■ Set exercise:
Display each line below that contains the word "branch".

****

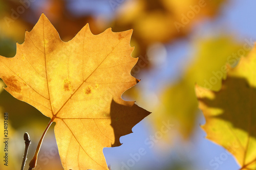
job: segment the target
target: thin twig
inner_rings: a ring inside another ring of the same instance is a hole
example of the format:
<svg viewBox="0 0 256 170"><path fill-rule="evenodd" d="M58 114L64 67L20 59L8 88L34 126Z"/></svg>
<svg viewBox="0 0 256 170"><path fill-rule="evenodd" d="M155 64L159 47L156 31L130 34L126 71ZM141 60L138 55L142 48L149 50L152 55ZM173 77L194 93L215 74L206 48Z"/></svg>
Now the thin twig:
<svg viewBox="0 0 256 170"><path fill-rule="evenodd" d="M31 143L31 141L30 140L29 135L28 133L25 132L25 133L24 133L24 138L25 141L25 151L24 151L24 155L23 156L23 160L22 161L21 170L23 170L24 169L24 166L25 166L26 161L27 160L27 155L28 154L28 152L29 151L29 145Z"/></svg>
<svg viewBox="0 0 256 170"><path fill-rule="evenodd" d="M47 127L46 127L46 129L45 130L45 131L44 132L44 133L42 135L42 136L41 137L41 138L40 139L40 140L38 142L38 144L37 145L37 147L36 148L36 150L35 150L35 154L34 155L34 157L33 157L33 158L31 160L31 161L30 161L30 162L29 162L29 168L28 170L32 170L36 167L36 162L37 162L37 156L38 155L39 151L40 151L40 148L41 148L41 145L42 144L42 140L44 140L44 138L45 137L45 136L46 134L46 132L47 132L47 131L48 130L49 128L51 126L51 125L52 124L52 122L53 122L54 118L55 118L55 117L53 117L51 119L49 123L48 124L48 125L47 125Z"/></svg>

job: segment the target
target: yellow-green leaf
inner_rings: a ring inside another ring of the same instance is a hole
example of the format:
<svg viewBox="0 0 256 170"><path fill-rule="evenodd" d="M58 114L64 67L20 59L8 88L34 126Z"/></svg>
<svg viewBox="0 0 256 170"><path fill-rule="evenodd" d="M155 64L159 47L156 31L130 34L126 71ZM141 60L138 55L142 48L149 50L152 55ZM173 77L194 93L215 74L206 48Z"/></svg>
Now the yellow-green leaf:
<svg viewBox="0 0 256 170"><path fill-rule="evenodd" d="M235 157L240 169L256 169L256 49L229 68L219 91L196 86L207 138Z"/></svg>

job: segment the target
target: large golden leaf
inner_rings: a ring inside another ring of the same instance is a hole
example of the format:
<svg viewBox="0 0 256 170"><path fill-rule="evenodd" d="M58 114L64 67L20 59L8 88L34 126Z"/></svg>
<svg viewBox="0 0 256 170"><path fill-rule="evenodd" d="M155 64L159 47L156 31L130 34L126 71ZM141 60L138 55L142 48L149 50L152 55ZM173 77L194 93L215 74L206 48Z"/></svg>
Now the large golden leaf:
<svg viewBox="0 0 256 170"><path fill-rule="evenodd" d="M87 25L65 42L42 14L16 56L0 57L5 89L56 122L65 169L107 169L103 148L120 145L150 113L121 98L138 82L130 74L138 60L131 56L132 33L94 35Z"/></svg>
<svg viewBox="0 0 256 170"><path fill-rule="evenodd" d="M207 138L232 153L240 169L256 169L256 48L237 67L227 66L219 91L199 86L196 93Z"/></svg>

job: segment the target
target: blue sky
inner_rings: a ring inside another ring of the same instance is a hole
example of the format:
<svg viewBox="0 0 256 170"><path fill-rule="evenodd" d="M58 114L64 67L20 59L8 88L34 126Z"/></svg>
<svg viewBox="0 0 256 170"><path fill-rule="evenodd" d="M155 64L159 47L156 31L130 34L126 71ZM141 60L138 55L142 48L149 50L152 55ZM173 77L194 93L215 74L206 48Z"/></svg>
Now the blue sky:
<svg viewBox="0 0 256 170"><path fill-rule="evenodd" d="M201 36L214 36L224 31L227 34L236 35L237 39L242 42L244 42L245 38L256 39L255 7L256 2L253 1L230 1L223 7L216 19L213 21L206 21L200 25L199 28L200 32L195 31L191 36L193 36L193 34ZM193 49L189 38L180 39L174 44L164 45L167 51L167 62L139 75L139 78L142 79L140 87L144 94L152 91L157 92L161 89L163 84L175 81L186 65L184 61L191 59L189 53L193 52ZM206 134L199 127L199 125L205 123L205 120L202 114L200 115L198 127L189 143L186 145L179 144L179 139L176 139L175 147L166 148L168 150L165 152L164 157L156 154L154 148L150 149L144 143L145 139L156 132L146 118L133 129L133 134L121 138L121 142L124 143L122 146L104 150L107 162L111 164L114 169L117 169L117 167L121 166L120 162L125 162L131 159L130 154L137 153L142 148L145 149L147 154L142 156L131 169L142 167L147 169L159 169L161 165L167 164L173 160L191 162L195 169L239 169L238 165L231 155L222 147L205 138ZM166 155L166 153L168 154ZM217 163L216 159L218 158L224 161L220 161L221 163Z"/></svg>

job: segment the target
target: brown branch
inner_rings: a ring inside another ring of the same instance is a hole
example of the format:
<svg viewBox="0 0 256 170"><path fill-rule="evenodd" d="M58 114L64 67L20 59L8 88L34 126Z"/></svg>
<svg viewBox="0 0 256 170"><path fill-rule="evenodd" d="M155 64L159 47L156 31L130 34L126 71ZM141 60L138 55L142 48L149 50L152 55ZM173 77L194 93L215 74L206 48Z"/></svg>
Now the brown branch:
<svg viewBox="0 0 256 170"><path fill-rule="evenodd" d="M24 140L25 141L25 150L24 151L24 155L23 156L23 160L22 161L21 170L24 169L24 166L25 166L26 161L27 160L27 155L28 154L28 152L29 151L29 147L30 143L31 143L31 141L29 138L29 134L25 132L24 136Z"/></svg>

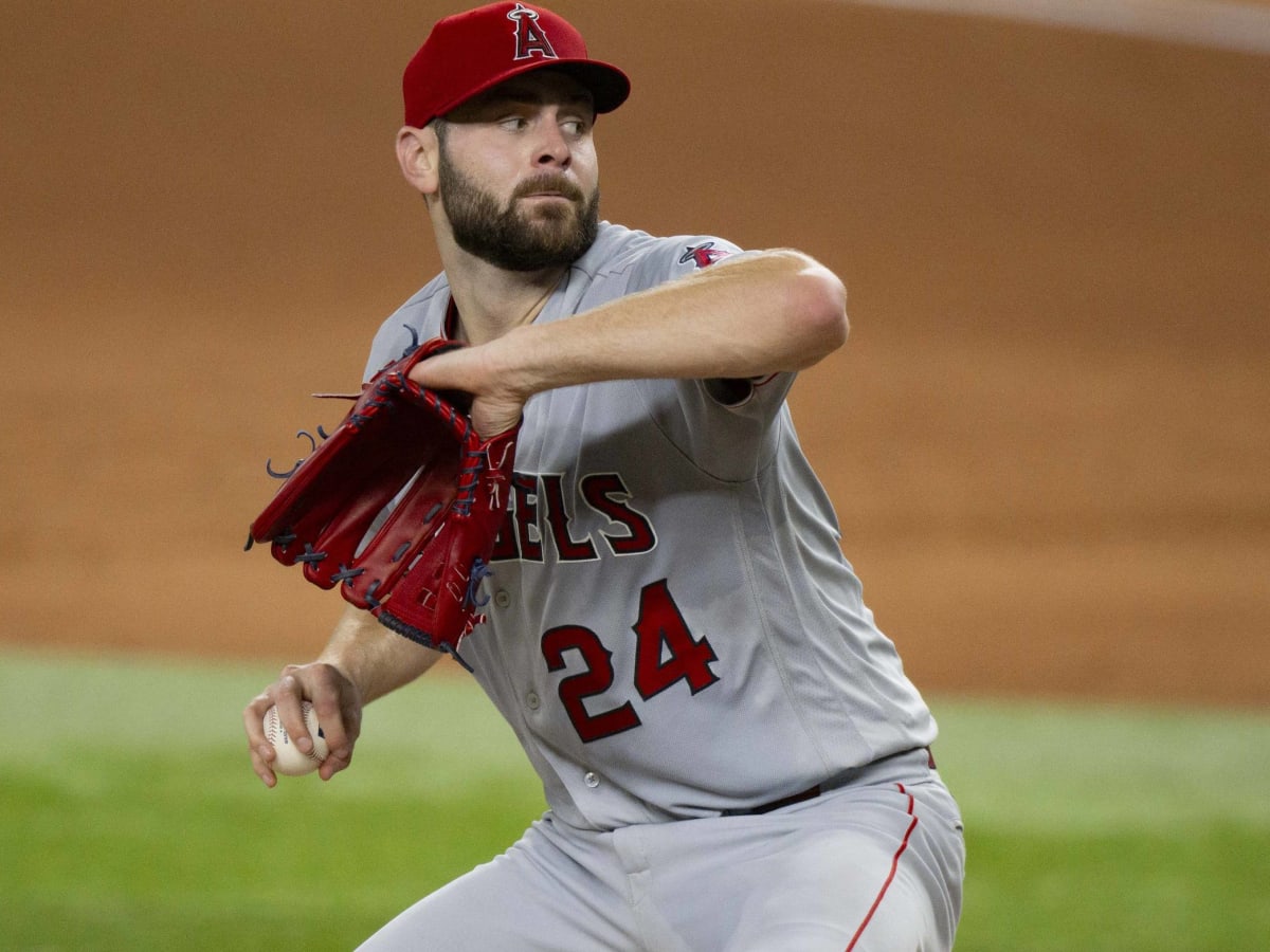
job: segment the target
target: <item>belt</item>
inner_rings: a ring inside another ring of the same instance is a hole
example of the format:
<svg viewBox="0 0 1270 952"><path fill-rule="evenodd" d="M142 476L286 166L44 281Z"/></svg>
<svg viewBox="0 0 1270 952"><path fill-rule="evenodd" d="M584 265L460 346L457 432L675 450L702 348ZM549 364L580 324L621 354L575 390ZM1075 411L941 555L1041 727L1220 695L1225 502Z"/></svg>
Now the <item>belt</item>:
<svg viewBox="0 0 1270 952"><path fill-rule="evenodd" d="M926 751L926 765L930 769L932 769L932 770L936 769L936 767L935 767L935 754L931 753L930 748L909 748L908 750L900 750L899 753L895 753L895 754L888 754L886 757L878 758L871 764L869 764L869 767L872 767L874 764L885 763L886 760L892 760L893 758L904 757L906 754L912 754L912 753L916 753L918 750L925 750ZM759 803L758 806L752 806L752 807L747 807L747 809L742 809L742 810L724 810L720 815L721 816L761 816L762 814L770 814L770 812L772 812L772 810L780 810L784 806L794 806L795 803L805 803L808 800L815 800L822 793L826 793L827 791L831 791L831 790L837 790L841 786L843 786L843 784L842 783L834 783L834 784L831 784L831 786L824 786L824 784L817 783L814 787L808 787L804 791L800 791L798 793L791 793L790 796L781 797L780 800L772 800L771 802Z"/></svg>

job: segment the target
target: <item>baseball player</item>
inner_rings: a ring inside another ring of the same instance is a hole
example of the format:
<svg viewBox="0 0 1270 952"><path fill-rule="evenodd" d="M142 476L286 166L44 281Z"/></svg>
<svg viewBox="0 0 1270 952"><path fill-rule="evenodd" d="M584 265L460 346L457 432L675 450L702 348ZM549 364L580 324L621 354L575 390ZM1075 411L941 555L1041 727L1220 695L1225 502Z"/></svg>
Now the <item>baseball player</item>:
<svg viewBox="0 0 1270 952"><path fill-rule="evenodd" d="M375 336L466 347L411 378L523 419L464 642L549 810L366 949L947 949L964 839L936 725L861 600L785 396L847 336L805 254L601 221L593 128L629 93L568 22L498 3L436 24L404 75L401 171L444 270ZM441 658L348 608L278 704L348 767L362 707Z"/></svg>

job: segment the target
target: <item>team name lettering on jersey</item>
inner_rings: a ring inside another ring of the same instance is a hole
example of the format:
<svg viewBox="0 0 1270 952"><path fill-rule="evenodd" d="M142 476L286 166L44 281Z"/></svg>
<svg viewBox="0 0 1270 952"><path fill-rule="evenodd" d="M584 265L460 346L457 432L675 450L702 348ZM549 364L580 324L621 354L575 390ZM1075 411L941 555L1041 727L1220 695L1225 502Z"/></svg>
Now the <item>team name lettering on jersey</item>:
<svg viewBox="0 0 1270 952"><path fill-rule="evenodd" d="M616 472L596 472L578 482L578 496L607 524L578 533L565 500L564 477L559 473L512 475L512 496L503 528L494 543L491 561L544 561L544 542L551 538L561 562L593 562L601 552L613 556L640 555L657 547L652 520L631 505L631 491Z"/></svg>

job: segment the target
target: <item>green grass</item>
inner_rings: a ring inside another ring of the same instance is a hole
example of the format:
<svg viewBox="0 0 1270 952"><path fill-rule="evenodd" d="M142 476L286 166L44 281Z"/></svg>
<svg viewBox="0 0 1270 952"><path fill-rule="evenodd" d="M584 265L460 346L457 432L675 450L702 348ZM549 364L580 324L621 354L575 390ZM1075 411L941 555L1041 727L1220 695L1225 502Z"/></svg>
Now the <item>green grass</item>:
<svg viewBox="0 0 1270 952"><path fill-rule="evenodd" d="M329 784L248 765L268 666L0 654L0 946L348 949L542 809L465 679L368 708ZM944 698L959 952L1270 948L1270 717Z"/></svg>

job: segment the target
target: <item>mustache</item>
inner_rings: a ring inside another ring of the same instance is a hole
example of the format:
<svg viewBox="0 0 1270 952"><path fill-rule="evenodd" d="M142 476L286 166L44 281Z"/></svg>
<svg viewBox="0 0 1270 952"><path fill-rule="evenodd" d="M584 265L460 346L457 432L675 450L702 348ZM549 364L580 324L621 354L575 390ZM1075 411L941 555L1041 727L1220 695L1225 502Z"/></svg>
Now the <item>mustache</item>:
<svg viewBox="0 0 1270 952"><path fill-rule="evenodd" d="M537 178L522 182L512 192L512 201L517 198L525 198L526 195L536 195L542 192L555 192L570 202L582 202L585 195L582 194L582 189L578 188L573 182L566 179L564 175L538 175Z"/></svg>

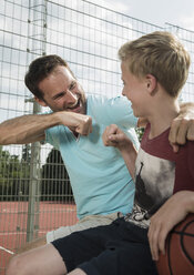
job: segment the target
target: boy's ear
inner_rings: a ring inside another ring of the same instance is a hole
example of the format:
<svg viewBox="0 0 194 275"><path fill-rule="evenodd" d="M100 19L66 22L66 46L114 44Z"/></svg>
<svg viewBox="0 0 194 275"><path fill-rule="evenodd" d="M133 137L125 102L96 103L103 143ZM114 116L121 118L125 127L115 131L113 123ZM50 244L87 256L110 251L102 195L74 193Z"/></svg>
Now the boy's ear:
<svg viewBox="0 0 194 275"><path fill-rule="evenodd" d="M39 98L37 98L37 96L34 96L34 100L35 100L37 103L39 103L41 106L48 106L48 104L47 104L43 100L41 100L41 99L39 99Z"/></svg>
<svg viewBox="0 0 194 275"><path fill-rule="evenodd" d="M147 92L151 94L151 95L154 95L156 93L156 88L157 88L157 80L156 78L153 75L153 74L146 74L145 77L145 81L146 81L146 89L147 89Z"/></svg>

****

■ Output for this task:
target: brown branch
Now the brown branch:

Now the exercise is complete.